**PASSAGE PROVIDED**
-- BEGIN --

I spent ten years writing Oracle PL/SQL. I was good at it. Really good. And towards the end of that decade, that started to feel like a problem.

Not a crisis, nothing dramatic. Just a quiet realisation that the problems I used to stay late to solve had become routine. I knew the codebase, I knew the quirks of the platform, I knew what the answer was going to be before I’d finished reading the question. Expertise, it turns out, can start to feel like a ceiling.

The thing that cracked it open was a project I got pulled into for my domain knowledge. I spent most of that time watching the DevOps teams work. I don’t know exactly what clicked, maybe it was how fast they moved, or how differently they thought about problems, but I went home from those meetings genuinely curious in a way I hadn’t been in a while.


That curiosity eventually forced a decision: do I actually make the jump, or find something safer?

The safer option was a vendor tool, a gentler curve, closer to what I already knew. The other path was Java, Spring Boot, DevSecOps. I’d be starting from scratch. I’d be the junior guy in the room for a while, and I wasn’t sure how long “a while” would actually be.

A couple of people I wanted to call out helped me think through it. Both had worked with me before, which mattered. They knew what I was actually like, not just what I was saying in the conversation.

The first was someone I was working with at the time. She’d seen me figure things out before. When I was telling her about the technology gap and how daunting the Java path felt, she wasn’t particularly sympathetic, not in a dismissive way, but in the way someone is when they’re not worried. She was more confident in what I could do than I was. That alone shifted something.

She brought in a second person she thought I should talk to. He listened to both options and said something that I’ve thought about a lot since: if you go down the vendor tool route, your career becomes tied to that product. You’re only as relevant as that tool is, or the places still using it. But Java, Spring Boot, DevSecOps, that’s not a niche. That’s the world. Infinite doors, his words roughly.

I chose the harder path.


My first role was on a large platform project, a hundred-plus person team, real stakes, real pressure. The first months were humbling. Task after task, things that should have been a few days of work, took far longer than they should have. Code review after code review, comments to address, changes to make, back and forth until I’d lost track of what version I was on. It wasn’t one bad task. It was that pattern repeating across most of what I touched early on. Different cases, same flavour. This was the gap, right in front of me, every day.

But I was still contributing, and the gap was slowly closing in ways I could actually measure.

I went from developer to lead developer, and kept going from there.


The honest version is: I got lucky that the right people were around when I was making the decision. I got lucky that there was space to be slow for a while. And I did the unglamorous thing of sitting with discomfort long enough for it to stop feeling quite so uncomfortable.

The ten years of PL/SQL weren’t wasted. The domain knowledge, the way I think about data and systems, that’s still in there. It just lives in a different context now.

If I’d stayed comfortable, I’d still be the expert. I’m not sure that would have been enough.

-- END --

**JOBS**
**a.** According to the career essay, what was the safer option the writer weighed against Java?
**b.** From the career essay, extract the stretch from "The safer option" through "would actually be.", copied word for word.

Data records
-- BEGIN --

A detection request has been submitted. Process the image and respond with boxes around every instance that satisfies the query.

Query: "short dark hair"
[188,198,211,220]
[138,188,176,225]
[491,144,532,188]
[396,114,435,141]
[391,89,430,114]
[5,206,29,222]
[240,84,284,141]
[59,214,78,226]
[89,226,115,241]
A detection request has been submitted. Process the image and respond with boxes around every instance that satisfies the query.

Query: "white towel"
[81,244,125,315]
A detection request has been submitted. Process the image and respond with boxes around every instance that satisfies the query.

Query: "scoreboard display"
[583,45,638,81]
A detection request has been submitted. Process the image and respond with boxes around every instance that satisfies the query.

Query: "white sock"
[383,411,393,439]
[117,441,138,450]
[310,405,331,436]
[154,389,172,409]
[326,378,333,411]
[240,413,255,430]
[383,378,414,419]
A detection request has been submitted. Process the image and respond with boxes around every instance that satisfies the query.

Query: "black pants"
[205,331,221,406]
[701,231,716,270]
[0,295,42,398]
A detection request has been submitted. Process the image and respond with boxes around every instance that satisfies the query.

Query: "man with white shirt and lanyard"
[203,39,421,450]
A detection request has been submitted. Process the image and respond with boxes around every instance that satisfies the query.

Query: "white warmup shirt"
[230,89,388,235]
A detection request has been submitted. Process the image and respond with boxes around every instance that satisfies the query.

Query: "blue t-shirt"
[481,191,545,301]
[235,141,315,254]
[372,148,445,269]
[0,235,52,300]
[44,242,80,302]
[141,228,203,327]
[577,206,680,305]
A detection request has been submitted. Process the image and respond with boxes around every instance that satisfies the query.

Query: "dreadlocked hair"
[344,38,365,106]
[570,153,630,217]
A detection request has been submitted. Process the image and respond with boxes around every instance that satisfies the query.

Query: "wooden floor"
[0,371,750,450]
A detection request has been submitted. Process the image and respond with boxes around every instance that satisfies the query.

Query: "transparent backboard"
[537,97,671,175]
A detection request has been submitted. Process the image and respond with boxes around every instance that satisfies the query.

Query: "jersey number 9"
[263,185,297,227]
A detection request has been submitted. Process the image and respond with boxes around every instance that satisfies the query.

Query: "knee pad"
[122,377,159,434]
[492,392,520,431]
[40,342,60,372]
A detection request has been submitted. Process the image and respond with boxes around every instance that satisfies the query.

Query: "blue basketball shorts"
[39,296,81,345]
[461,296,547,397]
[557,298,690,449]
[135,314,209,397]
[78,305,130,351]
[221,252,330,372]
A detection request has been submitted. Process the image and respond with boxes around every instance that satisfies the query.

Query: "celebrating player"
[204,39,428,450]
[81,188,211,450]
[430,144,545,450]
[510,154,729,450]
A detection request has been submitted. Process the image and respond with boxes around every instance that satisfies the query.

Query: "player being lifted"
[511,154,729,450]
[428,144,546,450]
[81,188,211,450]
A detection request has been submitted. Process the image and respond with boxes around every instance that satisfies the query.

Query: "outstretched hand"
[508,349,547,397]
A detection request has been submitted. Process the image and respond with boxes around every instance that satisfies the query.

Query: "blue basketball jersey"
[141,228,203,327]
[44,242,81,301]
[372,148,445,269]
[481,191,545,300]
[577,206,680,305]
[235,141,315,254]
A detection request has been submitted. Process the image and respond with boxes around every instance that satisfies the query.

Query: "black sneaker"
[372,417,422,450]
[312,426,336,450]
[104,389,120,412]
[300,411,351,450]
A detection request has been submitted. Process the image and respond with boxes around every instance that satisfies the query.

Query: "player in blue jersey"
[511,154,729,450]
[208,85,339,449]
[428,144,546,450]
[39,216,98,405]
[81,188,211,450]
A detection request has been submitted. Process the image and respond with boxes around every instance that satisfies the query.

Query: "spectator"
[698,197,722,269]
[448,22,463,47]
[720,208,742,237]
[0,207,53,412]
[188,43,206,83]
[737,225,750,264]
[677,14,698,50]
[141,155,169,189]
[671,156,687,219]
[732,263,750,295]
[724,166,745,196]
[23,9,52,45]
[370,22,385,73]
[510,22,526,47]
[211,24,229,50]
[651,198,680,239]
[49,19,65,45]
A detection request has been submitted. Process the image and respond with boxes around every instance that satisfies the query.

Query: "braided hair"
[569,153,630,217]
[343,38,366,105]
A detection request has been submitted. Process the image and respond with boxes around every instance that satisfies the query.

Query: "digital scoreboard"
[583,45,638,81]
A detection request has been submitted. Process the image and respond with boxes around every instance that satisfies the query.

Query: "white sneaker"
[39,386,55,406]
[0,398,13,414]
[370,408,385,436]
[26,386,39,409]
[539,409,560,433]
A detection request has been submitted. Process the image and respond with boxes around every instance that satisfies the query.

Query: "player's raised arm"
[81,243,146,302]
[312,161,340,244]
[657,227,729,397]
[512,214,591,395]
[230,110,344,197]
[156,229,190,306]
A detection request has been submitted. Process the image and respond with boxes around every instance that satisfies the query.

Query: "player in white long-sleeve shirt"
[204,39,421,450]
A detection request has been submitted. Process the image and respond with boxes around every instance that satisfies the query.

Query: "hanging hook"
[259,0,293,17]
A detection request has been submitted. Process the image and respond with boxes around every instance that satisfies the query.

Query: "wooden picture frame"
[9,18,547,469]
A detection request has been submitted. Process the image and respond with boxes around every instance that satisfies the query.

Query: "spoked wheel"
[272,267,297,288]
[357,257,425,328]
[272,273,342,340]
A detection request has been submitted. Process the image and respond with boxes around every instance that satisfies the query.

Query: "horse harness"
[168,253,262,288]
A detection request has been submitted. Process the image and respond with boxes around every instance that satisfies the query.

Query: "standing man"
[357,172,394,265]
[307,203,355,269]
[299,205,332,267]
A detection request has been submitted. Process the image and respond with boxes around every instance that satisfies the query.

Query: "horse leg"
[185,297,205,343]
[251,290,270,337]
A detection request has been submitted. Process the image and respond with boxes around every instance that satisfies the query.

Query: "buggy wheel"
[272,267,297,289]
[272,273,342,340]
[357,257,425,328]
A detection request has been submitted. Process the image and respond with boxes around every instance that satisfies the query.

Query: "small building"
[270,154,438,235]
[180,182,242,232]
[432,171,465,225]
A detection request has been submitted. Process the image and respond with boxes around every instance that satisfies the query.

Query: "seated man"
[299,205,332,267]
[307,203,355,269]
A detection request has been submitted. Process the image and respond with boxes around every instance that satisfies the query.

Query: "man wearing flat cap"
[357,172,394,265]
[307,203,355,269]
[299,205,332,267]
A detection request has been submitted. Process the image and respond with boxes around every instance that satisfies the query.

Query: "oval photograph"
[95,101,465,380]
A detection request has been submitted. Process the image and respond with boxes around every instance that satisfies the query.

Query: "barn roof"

-- END --

**IN RESPONSE**
**a.** A vendor tool, which offered a gentler learning curve and was closer to what the writer already knew.

**b.**
The safer option was a vendor tool, a gentler curve, closer to what I already knew. The other path was Java, Spring Boot, DevSecOps. I’d be starting from scratch. I’d be the junior guy in the room for a while, and I wasn’t sure how long “a while” would actually be.